**TASK:**
Rewrite all of the records below as a numbered list, one item per line, omitting any blank lines.

**AVAILABLE RECORDS:**
────────────────────
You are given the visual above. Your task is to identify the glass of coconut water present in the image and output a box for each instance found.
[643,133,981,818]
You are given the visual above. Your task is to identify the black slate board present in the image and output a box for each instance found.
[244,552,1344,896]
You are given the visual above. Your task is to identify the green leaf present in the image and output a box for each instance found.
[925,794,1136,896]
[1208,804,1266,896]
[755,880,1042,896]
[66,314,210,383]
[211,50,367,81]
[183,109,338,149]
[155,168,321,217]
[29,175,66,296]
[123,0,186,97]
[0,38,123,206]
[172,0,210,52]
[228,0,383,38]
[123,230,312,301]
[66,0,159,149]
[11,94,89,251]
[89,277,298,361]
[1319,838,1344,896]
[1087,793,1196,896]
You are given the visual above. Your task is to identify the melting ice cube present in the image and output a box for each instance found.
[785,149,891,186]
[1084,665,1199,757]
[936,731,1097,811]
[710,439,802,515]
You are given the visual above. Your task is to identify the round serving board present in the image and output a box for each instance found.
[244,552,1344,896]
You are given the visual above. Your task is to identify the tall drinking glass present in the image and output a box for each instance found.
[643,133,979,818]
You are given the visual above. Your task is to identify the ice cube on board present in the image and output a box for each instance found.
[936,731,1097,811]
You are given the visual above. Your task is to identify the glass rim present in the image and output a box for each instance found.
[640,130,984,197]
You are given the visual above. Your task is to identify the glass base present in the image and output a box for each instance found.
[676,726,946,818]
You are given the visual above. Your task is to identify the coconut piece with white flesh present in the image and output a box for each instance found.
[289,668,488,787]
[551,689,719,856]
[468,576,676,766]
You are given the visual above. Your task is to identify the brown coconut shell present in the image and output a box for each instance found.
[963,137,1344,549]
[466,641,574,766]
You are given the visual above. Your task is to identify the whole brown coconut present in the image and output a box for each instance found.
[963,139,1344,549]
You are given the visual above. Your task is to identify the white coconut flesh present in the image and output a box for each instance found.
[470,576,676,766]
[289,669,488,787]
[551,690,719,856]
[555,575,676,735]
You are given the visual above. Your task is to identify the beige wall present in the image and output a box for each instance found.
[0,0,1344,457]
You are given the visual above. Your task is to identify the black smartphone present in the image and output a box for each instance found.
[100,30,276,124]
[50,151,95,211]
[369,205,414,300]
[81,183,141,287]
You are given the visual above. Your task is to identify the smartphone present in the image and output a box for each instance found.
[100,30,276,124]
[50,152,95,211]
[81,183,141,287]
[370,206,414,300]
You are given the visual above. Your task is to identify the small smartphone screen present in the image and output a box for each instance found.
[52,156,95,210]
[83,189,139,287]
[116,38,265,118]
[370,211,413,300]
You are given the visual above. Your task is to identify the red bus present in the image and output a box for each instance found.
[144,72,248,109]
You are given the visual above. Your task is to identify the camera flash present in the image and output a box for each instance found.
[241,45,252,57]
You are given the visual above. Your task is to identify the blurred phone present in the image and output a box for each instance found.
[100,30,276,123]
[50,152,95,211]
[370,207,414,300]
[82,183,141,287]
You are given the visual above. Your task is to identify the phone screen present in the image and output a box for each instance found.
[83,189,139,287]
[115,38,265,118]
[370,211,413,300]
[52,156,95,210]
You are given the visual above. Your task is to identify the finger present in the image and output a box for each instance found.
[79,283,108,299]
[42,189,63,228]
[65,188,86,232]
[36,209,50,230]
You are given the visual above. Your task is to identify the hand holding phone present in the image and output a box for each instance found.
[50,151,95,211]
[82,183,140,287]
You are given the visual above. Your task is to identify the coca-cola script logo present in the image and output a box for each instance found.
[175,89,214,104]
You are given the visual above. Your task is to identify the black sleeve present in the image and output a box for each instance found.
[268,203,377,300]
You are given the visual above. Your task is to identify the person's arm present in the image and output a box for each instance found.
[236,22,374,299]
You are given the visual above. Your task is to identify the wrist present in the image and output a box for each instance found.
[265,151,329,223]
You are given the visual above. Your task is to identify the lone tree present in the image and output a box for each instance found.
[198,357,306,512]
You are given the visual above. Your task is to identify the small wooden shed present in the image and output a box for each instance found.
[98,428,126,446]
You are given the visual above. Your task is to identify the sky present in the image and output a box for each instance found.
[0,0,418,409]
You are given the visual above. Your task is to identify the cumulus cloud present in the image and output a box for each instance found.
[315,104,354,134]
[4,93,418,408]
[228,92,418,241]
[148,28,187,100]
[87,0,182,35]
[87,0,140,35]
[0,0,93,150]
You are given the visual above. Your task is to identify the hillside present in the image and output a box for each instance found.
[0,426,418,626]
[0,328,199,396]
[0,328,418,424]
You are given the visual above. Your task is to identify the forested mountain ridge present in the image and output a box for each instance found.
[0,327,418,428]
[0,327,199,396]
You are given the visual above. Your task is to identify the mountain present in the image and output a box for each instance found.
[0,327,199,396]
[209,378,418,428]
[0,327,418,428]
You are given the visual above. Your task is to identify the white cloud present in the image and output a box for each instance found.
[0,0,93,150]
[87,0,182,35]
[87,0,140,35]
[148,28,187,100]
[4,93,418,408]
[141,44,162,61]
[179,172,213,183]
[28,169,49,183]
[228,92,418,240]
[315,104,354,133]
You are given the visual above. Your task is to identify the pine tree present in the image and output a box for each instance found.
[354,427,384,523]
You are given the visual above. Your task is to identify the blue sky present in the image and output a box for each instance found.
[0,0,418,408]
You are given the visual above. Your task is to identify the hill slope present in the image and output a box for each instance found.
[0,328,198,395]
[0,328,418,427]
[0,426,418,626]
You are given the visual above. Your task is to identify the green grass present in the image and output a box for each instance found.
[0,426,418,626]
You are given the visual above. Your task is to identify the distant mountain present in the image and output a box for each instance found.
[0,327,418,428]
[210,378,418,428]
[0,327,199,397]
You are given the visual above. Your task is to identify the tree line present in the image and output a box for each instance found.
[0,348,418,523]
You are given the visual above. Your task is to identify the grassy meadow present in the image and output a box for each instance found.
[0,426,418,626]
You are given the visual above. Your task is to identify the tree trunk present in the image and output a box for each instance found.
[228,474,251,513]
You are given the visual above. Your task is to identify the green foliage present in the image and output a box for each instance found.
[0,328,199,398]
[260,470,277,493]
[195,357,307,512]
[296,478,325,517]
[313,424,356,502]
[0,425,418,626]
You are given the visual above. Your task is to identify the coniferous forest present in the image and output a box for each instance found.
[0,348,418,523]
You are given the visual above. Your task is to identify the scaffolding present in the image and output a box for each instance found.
────────────────────
**OUTPUT OF THE EXERCISE:**
1. You are given the visual above. Your task is to identify the glass of coconut water present in the image and output a box for each instance found.
2. [643,133,981,818]
3. You are given the visual above. Your task is to identify the black slate board present in the image and output a box for each instance found.
4. [244,552,1344,896]
5. You are given the visual above. Your task is to identify the green leaf present in the image and output a box for each instance found.
6. [925,794,1136,896]
7. [1208,804,1266,896]
8. [755,880,1042,896]
9. [66,314,210,383]
10. [211,50,367,81]
11. [183,109,338,149]
12. [155,168,321,217]
13. [29,175,66,296]
14. [123,0,186,97]
15. [0,38,123,206]
16. [172,0,210,52]
17. [228,0,383,38]
18. [123,230,312,301]
19. [66,0,159,149]
20. [11,94,89,251]
21. [89,277,298,361]
22. [1319,838,1344,896]
23. [1087,793,1196,896]
24. You are given the visual above. Your task is to identify the melting ice cube present in the image and output a box for each instance found.
25. [785,149,891,186]
26. [1084,665,1199,757]
27. [936,731,1097,811]
28. [710,439,802,515]
29. You are given the visual above. Your task is to identify the round serving board present in the image and output a box for each instance found.
30. [244,552,1344,896]
31. You are given the visual above. Your task is to identify the tall drinking glass present in the image and output a box for each instance found.
32. [643,133,979,818]
33. You are given the visual above. Your task is to identify the ice cube on board present in the image and output a box for each instance found.
34. [936,731,1097,811]
35. You are given the visual above. Your task is to identify the glass rim present in the image and output a box for each instance found.
36. [640,130,984,197]
37. You are given the visual above. Your task is to identify the glass base present in the image and output a box for each instance found.
38. [676,726,946,818]
39. You are given the visual above. Your task is to identify the coconut piece with white flesh present in the image and output a box for each instance found.
40. [289,668,488,787]
41. [551,689,719,856]
42. [468,576,676,766]
43. You are given the visual above. Your task is to identify the brown coconut shell present in the image and output a box for each instance found.
44. [963,137,1344,549]
45. [466,641,574,766]
46. You are given the visual above. Your task is to identify the whole brown coconut present in the image and output a box for each instance found.
47. [963,139,1344,549]
48. You are given the visual above. Your task is to identify the white coconut flesh present in the image and output a box for each instance found.
49. [470,576,676,766]
50. [289,669,488,787]
51. [551,690,719,856]
52. [555,575,676,735]
53. You are given the visual above. Your task is to identify the beige wall present in the image and output a box for each instance found.
54. [0,0,1344,457]
55. You are given the visual above. Your task is to identify the black smartphone present in the image and output a box for each instance found.
56. [100,30,276,124]
57. [50,151,95,211]
58. [369,205,414,300]
59. [81,183,141,287]
60. You are given the visual above. Your task is to identify the smartphone present in the image and output a box for each instance found.
61. [100,30,276,124]
62. [50,152,95,211]
63. [81,183,141,287]
64. [370,206,414,300]
65. You are given the visual above. Your task is to identify the small smartphone screen present in the image and output a box for each instance found.
66. [52,156,95,210]
67. [83,189,139,287]
68. [116,38,265,118]
69. [370,211,413,300]
70. You are given the visual above. Your task is to identify the red bus present in the image and output a box for each instance found.
71. [144,72,248,109]
72. You are given the visual above. Your task is to identify the camera flash present in the image and output a box for each instance found.
73. [241,45,252,57]
74. You are given the visual above. Your task is to identify the blurred phone present in the image and output a box for each instance found.
75. [100,30,276,123]
76. [50,152,95,211]
77. [370,207,414,300]
78. [82,183,141,287]
79. You are given the visual above. Your task is to identify the phone screen present in the image and output a box for each instance found.
80. [83,189,139,287]
81. [115,38,265,118]
82. [370,211,413,300]
83. [52,156,95,210]
84. You are given the visual above. Your task is to identify the finger present in the image and output a box for each instance found.
85. [79,283,108,299]
86. [42,189,63,228]
87. [65,188,86,232]
88. [36,209,50,230]
89. You are given the visual above. Your task is to identify the hand holding phone present in the image and output a box for each instance found.
90. [50,151,95,211]
91. [82,183,140,287]
92. You are given the visual above. Your task is to identify the coca-cola script logo present in the image and output a box for each instance found.
93. [175,89,214,104]
94. You are given the visual above. Your task is to identify the black sleeve present in the image and output a box for each instance found.
95. [268,203,377,300]
96. You are given the visual above. Your task is to identify the person's arm present in the image and output a box for each instance found.
97. [236,22,374,299]
98. You are given the visual above. Your task is to identify the wrist present in the image and output a box for each instance found.
99. [265,151,329,223]
100. You are given the visual above. Your task is to identify the lone tree present in the image and output a box for each instance found.
101. [198,357,306,512]
102. You are given the visual above. Your task is to identify the small wooden shed present in the image and output a box for each instance found.
103. [98,428,126,446]
104. You are given the visual above. Your task is to identify the sky present in the image and output a box for each instance found.
105. [0,0,418,409]
106. You are given the visual above. Your task is to identify the cumulus cloud present in the image and output a box for each instance found.
107. [315,104,354,134]
108. [4,93,418,408]
109. [228,92,418,241]
110. [148,28,187,100]
111. [87,0,182,35]
112. [87,0,140,35]
113. [0,0,93,150]
114. You are given the visual above. Your task is to identify the hillside present in the image and output a box for each instance found.
115. [0,426,418,626]
116. [0,328,199,396]
117. [0,328,418,424]
118. You are given the visual above. Your task is to identify the forested mountain ridge present in the image and output a box for each instance found.
119. [0,327,418,428]
120. [0,327,199,396]
121. You are given the visual above. Your task is to identify the mountain present in the image and output a box for each instance found.
122. [0,327,199,396]
123. [209,378,418,428]
124. [0,327,418,428]
125. You are given the visual above. Your task is to identify the white cloud present in the image and output a box for each instance found.
126. [0,0,93,150]
127. [87,0,182,35]
128. [87,0,140,35]
129. [148,28,187,100]
130. [4,93,418,408]
131. [141,44,162,61]
132. [179,172,213,183]
133. [28,169,49,183]
134. [228,92,418,240]
135. [315,104,354,133]
136. You are given the visual above. Your task is to identify the pine tree present in the image and output a box for each instance found.
137. [354,427,384,523]
138. You are given the visual above. Your task is to identify the blue sky present in the image and output a box for each instance found.
139. [0,0,418,408]
140. You are given the visual above. Your task is to identify the hill slope present in the image and output a box for each instance found.
141. [0,328,198,395]
142. [0,328,418,427]
143. [0,426,418,626]
144. You are given the visual above. Your task is to identify the green grass present in the image and output a box for each instance found.
145. [0,426,418,626]
146. You are given the visual above. Your task is to identify the distant mountain present in the image and output a box for each instance found.
147. [0,327,418,428]
148. [210,378,418,428]
149. [0,327,199,397]
150. You are given the visual above. Your task is to identify the tree line present in the image and output a box for each instance found.
151. [0,348,418,523]
152. You are given the visual above. Your task is to identify the grassy meadow present in the image and output a box for each instance found.
153. [0,426,418,626]
154. You are given the visual above. Your task is to identify the tree trunk present in the image and output a box for each instance found.
155. [228,474,251,513]
156. You are given the visual above. Your task is to identify the green foliage present in the image and output a box for each instance found.
157. [0,328,199,398]
158. [260,470,277,493]
159. [195,357,307,512]
160. [296,478,325,517]
161. [313,424,356,502]
162. [0,425,418,626]
163. You are given the visual above. Your task is to identify the coniferous forest present in the image and output a box for each instance found.
164. [0,348,418,523]
165. You are given the visual above. Your task is to identify the scaffolding present in the image and output a box for each instance found.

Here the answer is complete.